*WHAT IS BEING ASKED*:
Make an exact copy of the listing below.

+--

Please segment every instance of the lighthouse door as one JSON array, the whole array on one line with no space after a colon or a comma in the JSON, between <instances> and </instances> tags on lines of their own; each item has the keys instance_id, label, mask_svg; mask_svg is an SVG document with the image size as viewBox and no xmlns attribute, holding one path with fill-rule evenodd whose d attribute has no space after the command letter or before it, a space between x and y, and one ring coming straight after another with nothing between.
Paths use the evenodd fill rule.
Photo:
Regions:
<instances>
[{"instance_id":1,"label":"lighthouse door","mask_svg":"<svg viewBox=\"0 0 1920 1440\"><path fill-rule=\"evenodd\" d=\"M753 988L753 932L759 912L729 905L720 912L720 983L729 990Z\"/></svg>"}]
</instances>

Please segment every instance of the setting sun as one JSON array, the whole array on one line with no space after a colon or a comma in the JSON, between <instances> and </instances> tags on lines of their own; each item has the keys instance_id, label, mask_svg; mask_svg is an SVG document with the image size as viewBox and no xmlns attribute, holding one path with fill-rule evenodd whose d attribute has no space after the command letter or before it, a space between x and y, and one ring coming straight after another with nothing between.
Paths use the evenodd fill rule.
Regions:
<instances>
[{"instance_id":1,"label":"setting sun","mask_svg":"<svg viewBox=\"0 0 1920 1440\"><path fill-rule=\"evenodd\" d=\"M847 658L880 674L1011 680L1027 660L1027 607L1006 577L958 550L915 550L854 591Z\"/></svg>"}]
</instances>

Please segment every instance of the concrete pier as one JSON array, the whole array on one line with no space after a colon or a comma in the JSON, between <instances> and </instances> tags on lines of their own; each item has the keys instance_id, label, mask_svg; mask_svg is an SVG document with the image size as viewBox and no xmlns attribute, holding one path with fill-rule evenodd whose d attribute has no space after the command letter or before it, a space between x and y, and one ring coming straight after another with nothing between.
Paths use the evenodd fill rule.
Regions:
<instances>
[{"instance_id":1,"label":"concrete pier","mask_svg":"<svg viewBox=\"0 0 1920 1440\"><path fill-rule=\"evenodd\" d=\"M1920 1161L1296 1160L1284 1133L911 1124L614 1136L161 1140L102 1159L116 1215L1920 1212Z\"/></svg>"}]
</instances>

+--

*SOLUTION BELOW*:
Please segment every instance of the lighthouse door as one JSON array, the whole array on one line with no space after a colon or a comma in the JSON, between <instances> and </instances> tags on lines of their own; each item has the keys instance_id, label, mask_svg; mask_svg is an SVG document with the image size as viewBox and no xmlns attribute, holding one path with fill-rule evenodd whose d attribute has no space after the command letter or before it, a space between x and y, and one ring coming straight after another with nothing between.
Paths use the evenodd fill rule.
Photo:
Regions:
<instances>
[{"instance_id":1,"label":"lighthouse door","mask_svg":"<svg viewBox=\"0 0 1920 1440\"><path fill-rule=\"evenodd\" d=\"M753 988L753 932L759 912L729 905L720 912L720 983L729 990Z\"/></svg>"}]
</instances>

Please segment every instance of the setting sun as one JSON array, the whole array on one line with no space after a colon or a comma in the JSON, between <instances> and </instances> tags on lines of their own; each item has the keys instance_id, label, mask_svg; mask_svg is an SVG document with the image size as viewBox and no xmlns attribute, holding one path with fill-rule evenodd whose d attribute has no space after the command letter or before it, a space between x and y, and one ring coming straight after another with nothing between.
Paths use the evenodd fill rule.
Regions:
<instances>
[{"instance_id":1,"label":"setting sun","mask_svg":"<svg viewBox=\"0 0 1920 1440\"><path fill-rule=\"evenodd\" d=\"M847 658L880 674L1011 680L1027 660L1027 607L1006 577L958 550L915 550L854 591Z\"/></svg>"}]
</instances>

Please segment every instance of the concrete pier as one JSON array, the whole array on one line with no space after a colon or a comma in the JSON, between <instances> and </instances> tags on lines of their own; each item has the keys instance_id, label, mask_svg; mask_svg is an SVG document with the image size as viewBox and no xmlns attribute, holding one path with fill-rule evenodd whose d attribute has no space after the command letter or before it, a space between x and y, and one ring coming straight after another with nothing between.
Paths use the evenodd fill rule.
Regions:
<instances>
[{"instance_id":1,"label":"concrete pier","mask_svg":"<svg viewBox=\"0 0 1920 1440\"><path fill-rule=\"evenodd\" d=\"M1920 1161L1296 1160L1284 1133L911 1124L614 1136L161 1140L102 1159L116 1215L1920 1212Z\"/></svg>"}]
</instances>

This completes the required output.